_Stated goal 1_:
In the mailing-list thread below, condense the paragraph beginning "No, scheduled + deadline is a different use case" into a short bulleted list that keeps its main facts.

Ken Mankoff mank...@gmail.com writes:

 Org and the calendar make it fairly easy to enter time ranges, by
 typing -- and then the end time or + and then the duration. I'd
 like to do something similar for dates, but it doesn't seem to be
 supported. Is there an easy way to enter a date range for a scheduled
 task?

I don't think so. However, in Org, scheduling a task to date A means it
can start from date A. Scheduling a task to date A -- date B would be
equivalent to scheduling it to date A.

You probably want to do scheduled + deadline, which is supported.


Regards,

-- 
Nicolas Goaziou



[O] Easy entry of date ranges

2015-08-26 Thread Ken Mankoff
Hi Org List

Org and the calendar make it fairly easy to enter time ranges, by typing -- 
and then the end time or + and then the duration. I'd like to do something 
similar for dates, but it doesn't seem to be supported. Is there an easy way to 
enter a date range for a scheduled task?

Thanks,

  -k.



Re: [O] Easy entry of date ranges

2015-08-26 Thread Ken Mankoff

On 2015-08-26 at 15:04, Nicolas Goaziou m...@nicolasgoaziou.fr wrote:
 Ken Mankoff mank...@gmail.com writes:

 Org and the calendar make it fairly easy to enter time ranges, by
 typing -- and then the end time or + and then the duration. I'd
 like to do something similar for dates, but it doesn't seem to be
 supported. Is there an easy way to enter a date range for a scheduled
 task?

 I don't think so. However, in Org, scheduling a task to date A means
 it can start from date A. Scheduling a task to date A -- date B
 would be equivalent to scheduling it to date A.

 You probably want to do scheduled + deadline, which is supported.

No, scheduled + deadline is a different use case. The syntax I use, =SCHEDULED: 
2020-01-01--2020-01-07=, is valid, there just isn't an easy way to enter 
it. One (of many) use cases: a week long vacation. This use case is supported 
by Org since the Agenda helpfully shows (1/7), and (2/7), etc. before each 
entry. Everything else is so efficient and has shortcuts, including time 
ranges, I just hoped I was missing something here. Perhaps it hasn't been 
implemented yet.

_Stated goal 2_:
Convert the records into a two-column CSV with the columns "request" and "answer." Use one row per request, put each value in a single quoted field, and replace line breaks with spaces. Include only the records that open with the line containing "Target: laptop trackpad" and close with the line containing "column 71, row 64", both of those lines included.

_Given data_:
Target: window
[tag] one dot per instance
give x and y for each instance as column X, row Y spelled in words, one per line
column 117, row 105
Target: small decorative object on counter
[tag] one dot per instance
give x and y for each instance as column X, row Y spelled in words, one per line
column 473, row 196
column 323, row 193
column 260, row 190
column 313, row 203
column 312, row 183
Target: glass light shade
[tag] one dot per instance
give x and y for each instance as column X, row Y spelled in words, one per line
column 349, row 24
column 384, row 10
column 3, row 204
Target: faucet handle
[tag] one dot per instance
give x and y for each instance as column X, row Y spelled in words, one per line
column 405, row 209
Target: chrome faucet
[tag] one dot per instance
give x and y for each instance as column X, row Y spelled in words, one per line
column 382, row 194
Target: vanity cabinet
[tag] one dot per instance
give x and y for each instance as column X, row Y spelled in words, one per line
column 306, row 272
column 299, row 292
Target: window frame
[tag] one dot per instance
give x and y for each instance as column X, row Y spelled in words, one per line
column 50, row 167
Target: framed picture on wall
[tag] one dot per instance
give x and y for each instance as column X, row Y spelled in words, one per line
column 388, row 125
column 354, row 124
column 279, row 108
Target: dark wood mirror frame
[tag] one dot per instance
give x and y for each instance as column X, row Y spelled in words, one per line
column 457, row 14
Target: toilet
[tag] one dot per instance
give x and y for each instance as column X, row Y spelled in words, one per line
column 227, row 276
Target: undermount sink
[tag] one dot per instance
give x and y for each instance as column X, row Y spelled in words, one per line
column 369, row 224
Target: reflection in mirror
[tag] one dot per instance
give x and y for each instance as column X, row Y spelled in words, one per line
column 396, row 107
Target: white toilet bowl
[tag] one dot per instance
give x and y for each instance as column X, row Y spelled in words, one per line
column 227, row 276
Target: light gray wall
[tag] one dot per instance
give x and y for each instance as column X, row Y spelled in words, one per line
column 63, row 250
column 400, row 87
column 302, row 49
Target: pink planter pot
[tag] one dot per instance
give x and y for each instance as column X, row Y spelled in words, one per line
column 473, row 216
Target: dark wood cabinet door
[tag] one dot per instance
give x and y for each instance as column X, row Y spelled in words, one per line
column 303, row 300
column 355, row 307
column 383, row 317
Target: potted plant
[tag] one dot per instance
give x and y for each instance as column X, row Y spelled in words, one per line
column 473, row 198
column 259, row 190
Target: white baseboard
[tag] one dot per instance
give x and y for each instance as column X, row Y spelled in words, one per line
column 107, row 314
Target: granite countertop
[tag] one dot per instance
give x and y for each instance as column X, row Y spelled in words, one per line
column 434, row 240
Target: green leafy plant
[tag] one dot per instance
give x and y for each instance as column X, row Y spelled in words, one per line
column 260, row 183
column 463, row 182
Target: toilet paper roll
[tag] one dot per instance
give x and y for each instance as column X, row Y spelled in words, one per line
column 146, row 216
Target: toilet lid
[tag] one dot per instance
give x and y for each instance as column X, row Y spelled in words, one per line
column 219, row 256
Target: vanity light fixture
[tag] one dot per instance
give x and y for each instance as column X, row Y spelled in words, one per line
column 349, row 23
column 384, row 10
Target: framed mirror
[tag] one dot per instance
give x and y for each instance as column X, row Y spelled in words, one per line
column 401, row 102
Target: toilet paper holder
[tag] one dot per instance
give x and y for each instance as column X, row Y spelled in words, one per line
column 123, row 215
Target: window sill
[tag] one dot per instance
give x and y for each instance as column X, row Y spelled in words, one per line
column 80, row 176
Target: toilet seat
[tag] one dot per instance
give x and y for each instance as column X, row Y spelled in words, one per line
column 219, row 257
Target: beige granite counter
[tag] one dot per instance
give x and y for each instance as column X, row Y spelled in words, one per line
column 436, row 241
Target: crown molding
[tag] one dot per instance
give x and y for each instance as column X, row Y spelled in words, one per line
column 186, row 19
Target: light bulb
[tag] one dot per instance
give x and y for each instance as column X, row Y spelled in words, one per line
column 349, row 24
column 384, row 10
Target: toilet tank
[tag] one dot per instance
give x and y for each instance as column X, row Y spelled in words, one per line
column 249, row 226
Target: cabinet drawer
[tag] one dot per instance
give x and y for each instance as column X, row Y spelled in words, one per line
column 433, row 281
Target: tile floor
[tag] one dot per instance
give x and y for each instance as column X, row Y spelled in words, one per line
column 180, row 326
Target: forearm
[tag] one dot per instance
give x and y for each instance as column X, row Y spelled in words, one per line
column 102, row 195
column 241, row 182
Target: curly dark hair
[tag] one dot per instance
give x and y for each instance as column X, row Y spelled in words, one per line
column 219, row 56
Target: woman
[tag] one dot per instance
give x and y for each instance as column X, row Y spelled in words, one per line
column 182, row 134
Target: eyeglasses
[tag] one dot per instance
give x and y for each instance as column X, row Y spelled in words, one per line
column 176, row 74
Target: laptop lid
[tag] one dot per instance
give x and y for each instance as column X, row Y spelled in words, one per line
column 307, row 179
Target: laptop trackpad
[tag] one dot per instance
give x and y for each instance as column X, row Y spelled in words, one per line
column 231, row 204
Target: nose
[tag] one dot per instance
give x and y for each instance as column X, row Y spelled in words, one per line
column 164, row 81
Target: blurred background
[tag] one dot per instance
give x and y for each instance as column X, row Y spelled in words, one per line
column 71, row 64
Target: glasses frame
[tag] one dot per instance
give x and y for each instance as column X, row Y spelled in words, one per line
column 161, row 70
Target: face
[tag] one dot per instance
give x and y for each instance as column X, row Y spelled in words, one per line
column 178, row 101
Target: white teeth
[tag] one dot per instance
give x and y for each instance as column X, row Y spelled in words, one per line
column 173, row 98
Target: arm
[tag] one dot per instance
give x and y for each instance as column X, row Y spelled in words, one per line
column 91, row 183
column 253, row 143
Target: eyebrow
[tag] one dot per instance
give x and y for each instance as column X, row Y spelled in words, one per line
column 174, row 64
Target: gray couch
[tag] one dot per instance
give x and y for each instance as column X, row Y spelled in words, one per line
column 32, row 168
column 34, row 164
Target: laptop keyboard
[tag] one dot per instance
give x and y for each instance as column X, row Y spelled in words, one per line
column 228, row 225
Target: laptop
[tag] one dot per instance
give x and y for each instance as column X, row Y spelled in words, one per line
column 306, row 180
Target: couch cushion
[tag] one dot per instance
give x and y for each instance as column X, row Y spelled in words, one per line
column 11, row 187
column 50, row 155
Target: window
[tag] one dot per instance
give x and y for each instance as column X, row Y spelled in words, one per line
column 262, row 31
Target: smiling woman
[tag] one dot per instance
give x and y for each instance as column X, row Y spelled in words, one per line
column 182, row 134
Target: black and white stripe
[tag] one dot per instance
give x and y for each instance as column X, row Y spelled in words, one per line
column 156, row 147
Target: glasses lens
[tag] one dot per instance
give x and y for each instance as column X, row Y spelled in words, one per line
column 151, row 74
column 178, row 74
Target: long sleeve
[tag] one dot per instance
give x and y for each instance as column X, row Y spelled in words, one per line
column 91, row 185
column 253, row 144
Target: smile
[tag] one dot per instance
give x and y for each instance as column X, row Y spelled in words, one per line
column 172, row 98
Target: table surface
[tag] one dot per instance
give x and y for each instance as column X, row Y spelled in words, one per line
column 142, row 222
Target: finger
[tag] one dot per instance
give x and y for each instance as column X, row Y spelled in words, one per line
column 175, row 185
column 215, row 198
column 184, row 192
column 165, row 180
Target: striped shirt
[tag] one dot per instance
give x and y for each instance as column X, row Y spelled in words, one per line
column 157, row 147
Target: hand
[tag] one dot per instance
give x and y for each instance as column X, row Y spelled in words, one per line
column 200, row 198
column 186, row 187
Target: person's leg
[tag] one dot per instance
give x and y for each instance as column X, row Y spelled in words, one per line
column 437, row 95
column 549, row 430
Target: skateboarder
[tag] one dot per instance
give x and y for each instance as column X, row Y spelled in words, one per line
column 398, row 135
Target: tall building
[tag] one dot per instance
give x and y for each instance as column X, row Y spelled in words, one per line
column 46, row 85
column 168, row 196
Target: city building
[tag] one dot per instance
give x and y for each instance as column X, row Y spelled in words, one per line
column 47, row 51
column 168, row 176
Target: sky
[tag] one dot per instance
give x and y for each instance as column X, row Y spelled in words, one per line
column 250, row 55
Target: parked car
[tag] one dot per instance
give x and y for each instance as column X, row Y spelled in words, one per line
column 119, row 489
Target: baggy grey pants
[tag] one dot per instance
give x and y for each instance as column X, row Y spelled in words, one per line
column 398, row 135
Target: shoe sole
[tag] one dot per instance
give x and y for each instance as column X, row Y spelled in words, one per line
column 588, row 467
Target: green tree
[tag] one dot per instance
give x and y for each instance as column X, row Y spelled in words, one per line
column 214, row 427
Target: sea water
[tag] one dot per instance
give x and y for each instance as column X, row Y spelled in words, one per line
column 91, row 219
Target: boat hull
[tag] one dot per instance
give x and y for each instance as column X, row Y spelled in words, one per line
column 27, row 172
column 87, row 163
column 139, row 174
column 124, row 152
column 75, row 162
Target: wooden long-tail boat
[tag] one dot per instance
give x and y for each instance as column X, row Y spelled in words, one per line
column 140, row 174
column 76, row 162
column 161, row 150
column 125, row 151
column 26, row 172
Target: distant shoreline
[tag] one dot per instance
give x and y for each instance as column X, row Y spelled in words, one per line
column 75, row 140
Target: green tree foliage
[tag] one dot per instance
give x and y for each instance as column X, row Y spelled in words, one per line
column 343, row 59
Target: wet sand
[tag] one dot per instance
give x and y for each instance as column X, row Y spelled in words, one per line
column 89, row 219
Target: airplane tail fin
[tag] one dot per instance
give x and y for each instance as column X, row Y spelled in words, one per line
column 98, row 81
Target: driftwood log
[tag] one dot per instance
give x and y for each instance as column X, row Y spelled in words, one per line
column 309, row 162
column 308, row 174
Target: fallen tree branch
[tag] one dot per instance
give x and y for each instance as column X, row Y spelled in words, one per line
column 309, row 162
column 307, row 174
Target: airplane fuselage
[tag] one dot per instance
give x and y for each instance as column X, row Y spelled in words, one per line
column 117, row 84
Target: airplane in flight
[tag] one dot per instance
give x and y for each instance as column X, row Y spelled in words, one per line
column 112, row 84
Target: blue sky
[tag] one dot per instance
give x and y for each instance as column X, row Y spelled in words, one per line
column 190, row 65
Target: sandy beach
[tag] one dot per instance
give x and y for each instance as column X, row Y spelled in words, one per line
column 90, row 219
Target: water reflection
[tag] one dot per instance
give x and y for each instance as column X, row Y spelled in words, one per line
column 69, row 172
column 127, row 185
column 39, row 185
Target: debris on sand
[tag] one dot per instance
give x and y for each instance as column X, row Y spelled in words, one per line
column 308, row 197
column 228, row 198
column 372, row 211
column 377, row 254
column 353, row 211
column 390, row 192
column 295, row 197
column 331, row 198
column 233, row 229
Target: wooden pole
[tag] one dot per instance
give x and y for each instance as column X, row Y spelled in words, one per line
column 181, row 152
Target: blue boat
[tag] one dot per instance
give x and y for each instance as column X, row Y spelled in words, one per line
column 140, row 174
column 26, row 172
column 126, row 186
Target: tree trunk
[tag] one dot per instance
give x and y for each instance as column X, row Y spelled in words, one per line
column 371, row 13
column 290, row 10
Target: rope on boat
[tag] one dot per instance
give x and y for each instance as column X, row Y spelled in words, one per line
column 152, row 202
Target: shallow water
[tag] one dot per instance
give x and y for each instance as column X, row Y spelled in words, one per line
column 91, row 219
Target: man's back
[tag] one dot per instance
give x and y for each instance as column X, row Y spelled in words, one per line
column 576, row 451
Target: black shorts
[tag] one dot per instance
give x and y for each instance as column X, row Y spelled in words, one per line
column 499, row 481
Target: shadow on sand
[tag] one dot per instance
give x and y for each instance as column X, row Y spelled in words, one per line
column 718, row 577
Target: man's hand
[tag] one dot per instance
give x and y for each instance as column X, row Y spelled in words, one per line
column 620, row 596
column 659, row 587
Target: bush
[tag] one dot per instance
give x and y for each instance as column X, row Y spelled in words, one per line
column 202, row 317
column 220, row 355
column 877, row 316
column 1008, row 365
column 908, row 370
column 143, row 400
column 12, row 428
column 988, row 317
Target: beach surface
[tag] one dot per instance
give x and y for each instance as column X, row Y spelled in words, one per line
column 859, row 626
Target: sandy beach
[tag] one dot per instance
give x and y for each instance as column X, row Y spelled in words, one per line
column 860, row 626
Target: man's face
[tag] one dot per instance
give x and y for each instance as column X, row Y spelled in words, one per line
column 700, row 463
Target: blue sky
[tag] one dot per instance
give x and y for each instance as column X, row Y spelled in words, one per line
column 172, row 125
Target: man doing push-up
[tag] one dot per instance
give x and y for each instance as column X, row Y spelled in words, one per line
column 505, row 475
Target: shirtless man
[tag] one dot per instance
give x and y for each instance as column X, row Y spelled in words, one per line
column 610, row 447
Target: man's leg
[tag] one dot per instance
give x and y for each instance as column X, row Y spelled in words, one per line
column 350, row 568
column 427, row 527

_Solution 1_:
- Scheduled plus deadline serves a different use case.
- The syntax SCHEDULED: 2020-01-01--2020-01-07 is valid, but there is no easy way to enter it.
- One use case is a week-long vacation. Org supports it: the Agenda shows (1/7), (2/7), and so on before each entry.
- Everything else, including time ranges, is efficient and has shortcuts, so the writer hoped something had been missed. The feature may not be implemented yet.

_Solution 2_:
request,answer
"Target: laptop trackpad [tag] one dot per instance give x and y for each instance as column X, row Y spelled in words, one per line","column 231, row 204"
"Target: nose [tag] one dot per instance give x and y for each instance as column X, row Y spelled in words, one per line","column 164, row 81"
"Target: blurred background [tag] one dot per instance give x and y for each instance as column X, row Y spelled in words, one per line","column 71, row 64"